__WHAT TO DO__
List every emergency item that the writer of the root cellar post intends to store in the cellar.

__PAGE EXTRACT__
Segment Open

I have been working on a 10'x8' root cellar for almost a year now, and am just about done. It was a part of my trying to get set to live without electricity, if things get bad economically. I thought a place to keep food longer, without relying on the grid just made sense. I dug into a hill and built it with cement block, filling the cells with rebar and concrete, and poured the roof. It has one wall exposed, but is covered with dirt on three and the ceiling. I just got the doors and shelving set, and just started storing stuff in it. I haven't put a thermometer in it yet, but it stays way cooler than outside. I'm mostly storing the food I've canned, water bottles, and the wines I've bottled. I was concerned about moisture, so spent a good deal of effort waterproofing outside and sealing the interior. I was thinking about preventing mold, so am not sure I want trays of wet sand in it. I planted a pretty good sized potatoe patch this year, so I'll get to see how well they hold up in it. So far the carrots and beets all get canned. The dark cool space is perfect for the wine. I bottled right at 300 bottles of Concorde and muscadine last fall, so a quarter of the space is dedicated to wine. The beauty of the cellar is it doubles as a storm shelter too. I am trying to find a really strong bottle jack to store in it, as I don't want to get trapped by debris blocking the only exit. I'll store some other emergency tools as well, like extra lights and an axe. As I use and learn what works well in it I'll post any info. I would post some Picts. of it during the build and now, but don't see an option for that.


----------

Segment Closed

(Collected data)

Segment Open

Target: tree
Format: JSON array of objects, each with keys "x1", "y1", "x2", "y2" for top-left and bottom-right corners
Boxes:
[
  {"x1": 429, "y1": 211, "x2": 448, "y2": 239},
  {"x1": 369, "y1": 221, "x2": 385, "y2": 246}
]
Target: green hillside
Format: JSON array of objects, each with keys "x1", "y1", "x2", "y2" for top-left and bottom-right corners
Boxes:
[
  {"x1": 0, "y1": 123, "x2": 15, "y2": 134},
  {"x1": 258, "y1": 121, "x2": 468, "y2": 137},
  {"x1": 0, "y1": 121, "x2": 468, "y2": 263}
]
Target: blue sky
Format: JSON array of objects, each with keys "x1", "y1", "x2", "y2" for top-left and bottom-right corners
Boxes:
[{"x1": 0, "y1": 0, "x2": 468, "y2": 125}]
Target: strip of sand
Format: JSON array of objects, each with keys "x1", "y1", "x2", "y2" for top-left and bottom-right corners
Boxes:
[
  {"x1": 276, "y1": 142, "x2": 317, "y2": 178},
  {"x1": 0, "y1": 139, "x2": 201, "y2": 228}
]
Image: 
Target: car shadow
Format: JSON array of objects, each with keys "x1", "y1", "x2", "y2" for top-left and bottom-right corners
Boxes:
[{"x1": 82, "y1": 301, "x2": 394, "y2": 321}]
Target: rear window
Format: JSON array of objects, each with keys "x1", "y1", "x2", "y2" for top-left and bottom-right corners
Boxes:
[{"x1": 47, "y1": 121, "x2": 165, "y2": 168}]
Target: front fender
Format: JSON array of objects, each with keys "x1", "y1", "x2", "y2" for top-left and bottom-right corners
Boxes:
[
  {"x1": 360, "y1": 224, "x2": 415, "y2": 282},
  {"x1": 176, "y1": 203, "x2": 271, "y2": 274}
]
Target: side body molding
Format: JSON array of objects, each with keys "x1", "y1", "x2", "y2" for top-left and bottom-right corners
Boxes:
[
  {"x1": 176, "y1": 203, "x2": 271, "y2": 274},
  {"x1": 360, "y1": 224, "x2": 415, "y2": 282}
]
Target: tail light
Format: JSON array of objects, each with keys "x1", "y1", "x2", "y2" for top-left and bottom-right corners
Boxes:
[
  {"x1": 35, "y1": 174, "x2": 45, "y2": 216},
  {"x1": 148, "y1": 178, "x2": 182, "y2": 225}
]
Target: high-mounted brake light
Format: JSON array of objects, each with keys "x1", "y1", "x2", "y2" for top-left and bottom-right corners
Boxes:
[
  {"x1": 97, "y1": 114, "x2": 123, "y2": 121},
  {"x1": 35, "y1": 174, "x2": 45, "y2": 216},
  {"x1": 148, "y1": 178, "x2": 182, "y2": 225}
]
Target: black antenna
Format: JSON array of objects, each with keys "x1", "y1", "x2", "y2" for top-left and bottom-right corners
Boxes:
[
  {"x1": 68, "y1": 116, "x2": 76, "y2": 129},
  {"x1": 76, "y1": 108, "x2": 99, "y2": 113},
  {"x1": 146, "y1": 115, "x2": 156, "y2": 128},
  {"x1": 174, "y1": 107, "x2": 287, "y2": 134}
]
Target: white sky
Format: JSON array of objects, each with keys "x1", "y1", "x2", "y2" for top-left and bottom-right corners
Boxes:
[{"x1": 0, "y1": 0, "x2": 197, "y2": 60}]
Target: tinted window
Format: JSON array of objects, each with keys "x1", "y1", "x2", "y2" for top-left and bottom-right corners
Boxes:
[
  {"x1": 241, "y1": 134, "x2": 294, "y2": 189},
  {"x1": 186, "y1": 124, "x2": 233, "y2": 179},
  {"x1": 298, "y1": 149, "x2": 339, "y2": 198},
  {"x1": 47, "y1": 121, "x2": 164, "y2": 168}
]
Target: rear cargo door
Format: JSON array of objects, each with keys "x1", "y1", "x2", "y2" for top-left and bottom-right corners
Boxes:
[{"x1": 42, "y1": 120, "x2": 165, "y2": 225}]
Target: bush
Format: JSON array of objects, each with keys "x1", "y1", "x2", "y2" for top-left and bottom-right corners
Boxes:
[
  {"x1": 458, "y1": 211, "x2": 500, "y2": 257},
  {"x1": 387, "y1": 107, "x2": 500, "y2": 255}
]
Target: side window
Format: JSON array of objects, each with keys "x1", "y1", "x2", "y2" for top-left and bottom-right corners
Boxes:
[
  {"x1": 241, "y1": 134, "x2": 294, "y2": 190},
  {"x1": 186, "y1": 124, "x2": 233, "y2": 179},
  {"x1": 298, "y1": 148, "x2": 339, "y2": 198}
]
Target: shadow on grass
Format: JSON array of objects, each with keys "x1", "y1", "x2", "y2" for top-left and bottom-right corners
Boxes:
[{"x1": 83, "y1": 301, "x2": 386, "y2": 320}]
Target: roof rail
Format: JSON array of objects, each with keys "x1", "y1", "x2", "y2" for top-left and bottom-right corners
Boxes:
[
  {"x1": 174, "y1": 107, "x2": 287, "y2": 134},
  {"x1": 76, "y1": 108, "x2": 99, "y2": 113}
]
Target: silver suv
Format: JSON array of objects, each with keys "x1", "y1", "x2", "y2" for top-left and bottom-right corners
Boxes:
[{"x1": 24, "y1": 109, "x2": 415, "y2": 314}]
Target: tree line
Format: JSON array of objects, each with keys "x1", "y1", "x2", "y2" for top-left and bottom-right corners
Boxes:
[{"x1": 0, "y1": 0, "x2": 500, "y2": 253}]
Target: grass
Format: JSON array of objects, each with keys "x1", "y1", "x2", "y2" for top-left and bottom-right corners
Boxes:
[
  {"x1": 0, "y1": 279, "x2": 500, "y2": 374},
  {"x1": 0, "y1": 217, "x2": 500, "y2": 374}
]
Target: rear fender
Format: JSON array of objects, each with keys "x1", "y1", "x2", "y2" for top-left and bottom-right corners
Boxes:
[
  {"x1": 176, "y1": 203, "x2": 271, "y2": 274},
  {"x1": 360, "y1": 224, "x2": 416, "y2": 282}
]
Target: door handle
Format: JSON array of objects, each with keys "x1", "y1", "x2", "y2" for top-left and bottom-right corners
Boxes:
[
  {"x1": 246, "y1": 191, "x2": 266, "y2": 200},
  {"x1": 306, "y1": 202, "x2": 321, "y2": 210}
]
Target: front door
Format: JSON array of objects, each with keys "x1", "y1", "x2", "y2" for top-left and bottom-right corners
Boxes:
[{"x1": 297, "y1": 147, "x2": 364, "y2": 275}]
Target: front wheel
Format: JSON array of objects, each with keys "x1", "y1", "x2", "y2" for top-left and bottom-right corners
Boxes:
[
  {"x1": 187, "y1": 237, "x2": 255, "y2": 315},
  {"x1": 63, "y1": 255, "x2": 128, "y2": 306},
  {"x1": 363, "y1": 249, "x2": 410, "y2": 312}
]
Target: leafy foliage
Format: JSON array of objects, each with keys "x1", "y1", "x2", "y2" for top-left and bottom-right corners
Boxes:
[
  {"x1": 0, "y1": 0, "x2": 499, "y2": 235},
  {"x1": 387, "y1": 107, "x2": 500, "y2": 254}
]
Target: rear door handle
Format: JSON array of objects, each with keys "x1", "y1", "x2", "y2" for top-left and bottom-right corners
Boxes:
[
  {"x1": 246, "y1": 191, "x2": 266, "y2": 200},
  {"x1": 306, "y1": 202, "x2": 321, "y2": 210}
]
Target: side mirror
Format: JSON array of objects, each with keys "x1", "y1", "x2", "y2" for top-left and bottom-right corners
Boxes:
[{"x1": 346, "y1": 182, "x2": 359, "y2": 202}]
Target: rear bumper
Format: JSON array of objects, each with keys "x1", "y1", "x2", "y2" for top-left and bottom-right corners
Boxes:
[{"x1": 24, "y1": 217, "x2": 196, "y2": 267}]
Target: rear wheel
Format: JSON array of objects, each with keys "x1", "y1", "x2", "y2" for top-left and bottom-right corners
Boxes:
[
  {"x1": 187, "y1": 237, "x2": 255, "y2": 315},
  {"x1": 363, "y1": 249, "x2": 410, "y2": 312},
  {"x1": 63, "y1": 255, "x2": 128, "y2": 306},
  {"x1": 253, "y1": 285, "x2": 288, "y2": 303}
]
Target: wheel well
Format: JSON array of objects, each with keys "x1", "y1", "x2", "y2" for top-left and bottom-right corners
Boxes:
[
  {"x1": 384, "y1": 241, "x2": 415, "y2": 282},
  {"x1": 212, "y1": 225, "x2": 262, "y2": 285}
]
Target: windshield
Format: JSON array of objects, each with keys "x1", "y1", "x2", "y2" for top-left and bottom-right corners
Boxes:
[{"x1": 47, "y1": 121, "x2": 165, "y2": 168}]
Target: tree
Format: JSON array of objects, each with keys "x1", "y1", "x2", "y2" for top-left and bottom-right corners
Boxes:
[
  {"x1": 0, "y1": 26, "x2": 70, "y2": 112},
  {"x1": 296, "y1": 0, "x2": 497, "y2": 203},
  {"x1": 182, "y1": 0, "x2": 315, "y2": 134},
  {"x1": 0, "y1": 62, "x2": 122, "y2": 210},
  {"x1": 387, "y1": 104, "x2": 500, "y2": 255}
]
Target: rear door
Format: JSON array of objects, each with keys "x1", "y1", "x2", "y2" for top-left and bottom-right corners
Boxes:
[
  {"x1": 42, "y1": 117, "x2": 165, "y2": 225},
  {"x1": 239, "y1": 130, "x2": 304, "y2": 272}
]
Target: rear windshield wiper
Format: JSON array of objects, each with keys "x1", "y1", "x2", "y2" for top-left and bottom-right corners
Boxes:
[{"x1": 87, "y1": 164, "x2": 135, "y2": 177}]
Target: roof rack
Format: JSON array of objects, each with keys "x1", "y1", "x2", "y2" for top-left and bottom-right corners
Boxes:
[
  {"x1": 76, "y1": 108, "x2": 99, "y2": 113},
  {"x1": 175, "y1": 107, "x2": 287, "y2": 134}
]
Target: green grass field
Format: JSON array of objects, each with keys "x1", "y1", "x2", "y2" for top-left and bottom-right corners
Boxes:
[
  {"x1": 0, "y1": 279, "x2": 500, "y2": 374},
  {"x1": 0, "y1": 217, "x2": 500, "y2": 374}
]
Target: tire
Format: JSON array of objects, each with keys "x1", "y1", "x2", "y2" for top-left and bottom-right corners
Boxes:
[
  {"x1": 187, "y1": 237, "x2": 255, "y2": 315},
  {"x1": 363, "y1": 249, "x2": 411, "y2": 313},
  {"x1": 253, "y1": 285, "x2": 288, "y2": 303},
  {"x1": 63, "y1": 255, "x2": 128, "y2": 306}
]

Segment Closed
Segment Open

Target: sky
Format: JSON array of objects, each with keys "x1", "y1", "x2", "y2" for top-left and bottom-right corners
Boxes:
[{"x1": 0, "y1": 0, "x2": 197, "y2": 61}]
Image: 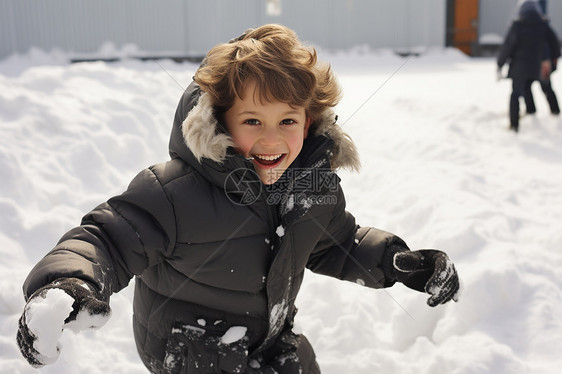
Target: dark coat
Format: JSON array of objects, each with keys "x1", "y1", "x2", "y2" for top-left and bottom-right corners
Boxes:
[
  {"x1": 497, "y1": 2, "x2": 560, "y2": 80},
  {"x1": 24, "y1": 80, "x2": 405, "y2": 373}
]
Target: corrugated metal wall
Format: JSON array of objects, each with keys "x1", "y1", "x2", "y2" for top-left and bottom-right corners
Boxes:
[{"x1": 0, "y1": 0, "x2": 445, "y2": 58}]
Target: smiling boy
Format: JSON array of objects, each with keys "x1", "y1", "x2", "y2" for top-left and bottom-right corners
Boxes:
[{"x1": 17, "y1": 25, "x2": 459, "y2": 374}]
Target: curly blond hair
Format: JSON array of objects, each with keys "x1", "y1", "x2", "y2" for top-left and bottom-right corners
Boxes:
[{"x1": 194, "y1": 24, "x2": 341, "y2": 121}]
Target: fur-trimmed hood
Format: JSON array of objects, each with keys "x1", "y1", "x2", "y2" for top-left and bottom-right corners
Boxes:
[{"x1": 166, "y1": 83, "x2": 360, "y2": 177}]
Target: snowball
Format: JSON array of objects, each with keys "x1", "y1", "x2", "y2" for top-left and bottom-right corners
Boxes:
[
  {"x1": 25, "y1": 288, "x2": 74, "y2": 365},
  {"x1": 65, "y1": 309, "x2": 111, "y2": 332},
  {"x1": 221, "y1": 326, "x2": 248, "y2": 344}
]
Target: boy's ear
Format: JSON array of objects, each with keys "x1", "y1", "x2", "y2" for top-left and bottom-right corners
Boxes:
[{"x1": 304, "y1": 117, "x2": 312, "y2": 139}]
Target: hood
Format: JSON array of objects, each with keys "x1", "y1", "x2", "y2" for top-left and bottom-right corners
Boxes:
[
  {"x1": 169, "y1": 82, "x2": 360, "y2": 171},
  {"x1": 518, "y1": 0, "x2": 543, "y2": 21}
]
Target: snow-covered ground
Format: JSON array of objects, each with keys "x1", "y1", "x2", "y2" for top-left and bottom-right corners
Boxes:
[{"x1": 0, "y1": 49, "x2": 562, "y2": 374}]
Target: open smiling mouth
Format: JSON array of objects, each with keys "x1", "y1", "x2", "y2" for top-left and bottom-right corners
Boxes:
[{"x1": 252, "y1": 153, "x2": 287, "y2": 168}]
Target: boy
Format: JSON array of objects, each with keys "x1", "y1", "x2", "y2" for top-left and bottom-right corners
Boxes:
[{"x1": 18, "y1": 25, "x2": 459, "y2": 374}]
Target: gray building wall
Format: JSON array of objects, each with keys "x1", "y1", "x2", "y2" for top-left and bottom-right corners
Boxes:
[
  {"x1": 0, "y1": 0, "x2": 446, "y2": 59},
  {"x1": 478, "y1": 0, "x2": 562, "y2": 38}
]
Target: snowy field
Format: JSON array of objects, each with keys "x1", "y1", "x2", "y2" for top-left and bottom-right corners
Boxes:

Segment Closed

__TASK RESULT__
- A really strong bottle jack
- Extra lights
- An axe